# PROBLEMA PLANTEADO
Copia íntegro y sin ningún cambio el texto sobre la economía de servicios en Occidente.

Si en los siglos XIX y XX Estados Unidos y Europa occidental fueron protagonistas del capitalismo industrial, cuya producción y consumo en masa cambiaron el mundo, hoy se reducen bastante a actividad relativamente improductiva, deprimiendo su potencial para mejorar sus sociedades a pesar del deterioro en que se encuentran.
En gran medida la economía occidental es de turismo, bares, restaurantes, consumo de masas y de lujo, administración, gobierno, drogas, servicios tecnológicos y financieros, e ‘industrias’ bancaria, inmobiliaria, académica, y de la salud, publicidad, seguros, justicia, crédito, vigilancia, seguridad, espectáculos, entretenimiento, películas, diversión, shows, y comunicaciones digitales, televisivas y noticiosas.
Esta economía de servicios, o ‘postrabajo’, como la llamaron algunos profesores posmodernos, avanzó desde la década de 1980 en estados capitalistas principales que se desindustrializaron en buena medida liquidando parte de su manufactura y agricultura. La actividad productiva ahora está principalmente en el Sur global.
Tradicionalmente los servicios apoyaban la producción de bienes para que se reprodujera y ampliara, y la expansión de los servicios indicaba el progreso social alcanzado gracias a la productividad. Pero este progreso se reparte de forma desigual, al extremo de que los países ricos descansan ahora en los servicios. Entre éstos destacan las finanzas, que ampliaron su poderío sobre la sociedad.

# EXTRACTO DE DATOS
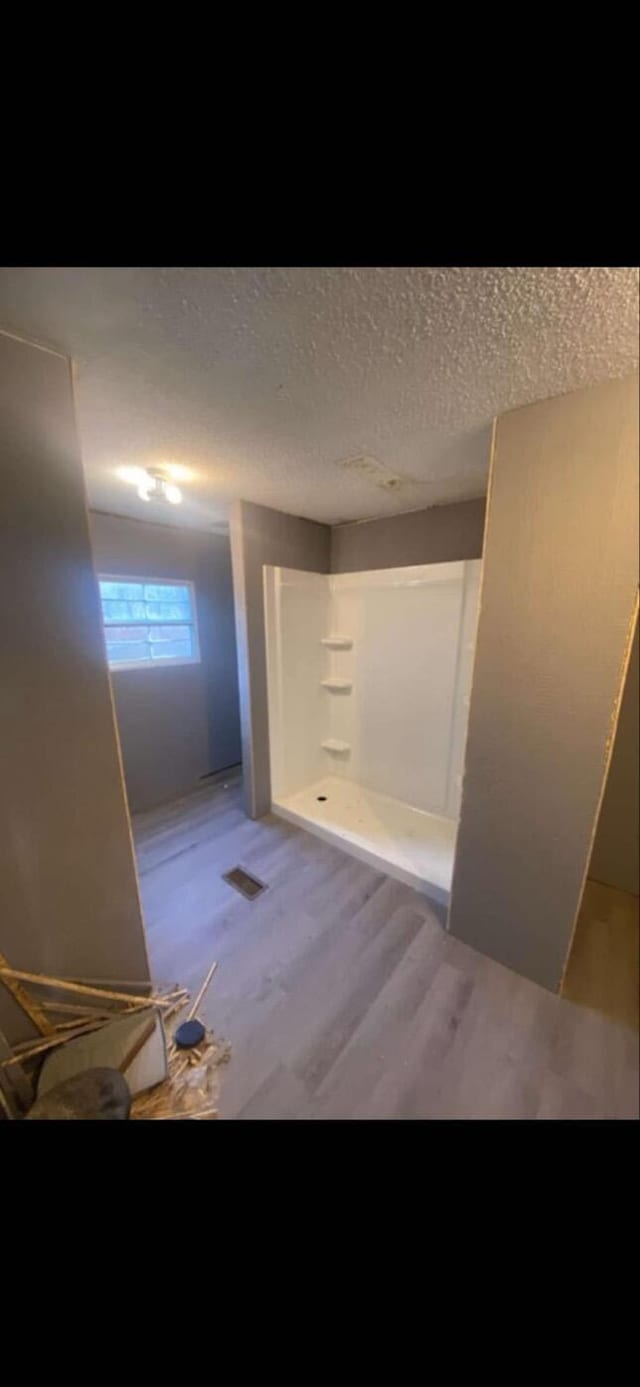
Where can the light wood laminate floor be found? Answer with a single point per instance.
(343, 996)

# RESPUESTA AL PROBLEMA
Si en los siglos XIX y XX Estados Unidos y Europa occidental fueron protagonistas del capitalismo industrial, cuya producción y consumo en masa cambiaron el mundo, hoy se reducen bastante a actividad relativamente improductiva, deprimiendo su potencial para mejorar sus sociedades a pesar del deterioro en que se encuentran.
En gran medida la economía occidental es de turismo, bares, restaurantes, consumo de masas y de lujo, administración, gobierno, drogas, servicios tecnológicos y financieros, e ‘industrias’ bancaria, inmobiliaria, académica, y de la salud, publicidad, seguros, justicia, crédito, vigilancia, seguridad, espectáculos, entretenimiento, películas, diversión, shows, y comunicaciones digitales, televisivas y noticiosas.
Esta economía de servicios, o ‘postrabajo’, como la llamaron algunos profesores posmodernos, avanzó desde la década de 1980 en estados capitalistas principales que se desindustrializaron en buena medida liquidando parte de su manufactura y agricultura. La actividad productiva ahora está principalmente en el Sur global.
Tradicionalmente los servicios apoyaban la producción de bienes para que se reprodujera y ampliara, y la expansión de los servicios indicaba el progreso social alcanzado gracias a la productividad. Pero este progreso se reparte de forma desigual, al extremo de que los países ricos descansan ahora en los servicios. Entre éstos destacan las finanzas, que ampliaron su poderío sobre la sociedad.